* begin *

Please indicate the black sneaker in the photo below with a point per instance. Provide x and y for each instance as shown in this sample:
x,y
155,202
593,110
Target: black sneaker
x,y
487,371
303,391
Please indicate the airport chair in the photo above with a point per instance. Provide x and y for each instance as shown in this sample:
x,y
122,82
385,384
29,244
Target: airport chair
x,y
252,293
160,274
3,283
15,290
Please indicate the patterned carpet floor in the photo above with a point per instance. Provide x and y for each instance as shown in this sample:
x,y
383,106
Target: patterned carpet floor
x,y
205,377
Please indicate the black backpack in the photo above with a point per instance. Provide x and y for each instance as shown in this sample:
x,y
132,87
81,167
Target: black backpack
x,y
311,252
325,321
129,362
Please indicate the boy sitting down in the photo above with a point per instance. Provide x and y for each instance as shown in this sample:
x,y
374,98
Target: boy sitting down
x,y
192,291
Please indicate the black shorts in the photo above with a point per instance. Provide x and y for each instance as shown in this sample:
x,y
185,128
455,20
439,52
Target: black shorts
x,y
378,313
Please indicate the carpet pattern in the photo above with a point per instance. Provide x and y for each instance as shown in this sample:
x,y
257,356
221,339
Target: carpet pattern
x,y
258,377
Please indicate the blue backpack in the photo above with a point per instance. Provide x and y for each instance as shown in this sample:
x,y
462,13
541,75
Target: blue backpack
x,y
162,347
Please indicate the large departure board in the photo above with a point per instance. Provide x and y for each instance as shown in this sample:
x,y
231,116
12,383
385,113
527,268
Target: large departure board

* end *

== TASK ==
Give every line of the records above as a JSON list of strings, one string per line, leaving out any blank lines.

== RESULT ==
[
  "Please indicate the black sneaker in the photo below with a point per instance. Provide x and y for each instance as shown in this sample:",
  "x,y",
  "155,202",
  "593,110",
  "Target: black sneaker",
  "x,y",
  "487,371",
  "303,391",
  "Please indicate the airport chair in the photo above with a point per instance. Provide x and y for each instance as shown in this sample:",
  "x,y",
  "122,82",
  "385,384",
  "29,244",
  "Target: airport chair",
  "x,y",
  "252,293",
  "160,274",
  "3,283",
  "15,290",
  "Please indicate the patterned carpet floor in the photo above with a point per instance. Provide x and y for each instance as shown in this sample:",
  "x,y",
  "383,106",
  "Target: patterned carpet floor",
  "x,y",
  "205,377",
  "Please indicate the black backpack in the photo above with a point per instance. Provide x and y for each instance as shown in this sample:",
  "x,y",
  "132,87",
  "81,167",
  "Target: black backpack",
  "x,y",
  "311,252",
  "325,321",
  "129,362",
  "Please indicate the boy sitting down in the photo above with a point per instance. Provide x and y for each instance as shown in this sample:",
  "x,y",
  "374,98",
  "Target: boy sitting down",
  "x,y",
  "192,291",
  "Please indicate the black shorts in the photo above with a point per instance. Provide x and y for each instance as shown in this sample:",
  "x,y",
  "185,128",
  "455,20",
  "439,52",
  "Target: black shorts",
  "x,y",
  "378,313",
  "Please indicate the carpet pattern in the photo above with a point per instance. Provide x and y for each instance as shown in this sample:",
  "x,y",
  "257,356",
  "221,339",
  "Target: carpet pattern",
  "x,y",
  "258,377",
  "Please indicate the blue backpack in the photo above with a point per instance. Provide x and y for each instance as shown in this sample:",
  "x,y",
  "462,13",
  "541,75",
  "Target: blue backpack",
  "x,y",
  "162,347",
  "Please indicate the large departure board in the photo above with a point per instance. Provide x and y for each instance as shown in this sample:",
  "x,y",
  "231,116",
  "12,383",
  "385,113",
  "527,268",
  "Target: large departure board"
]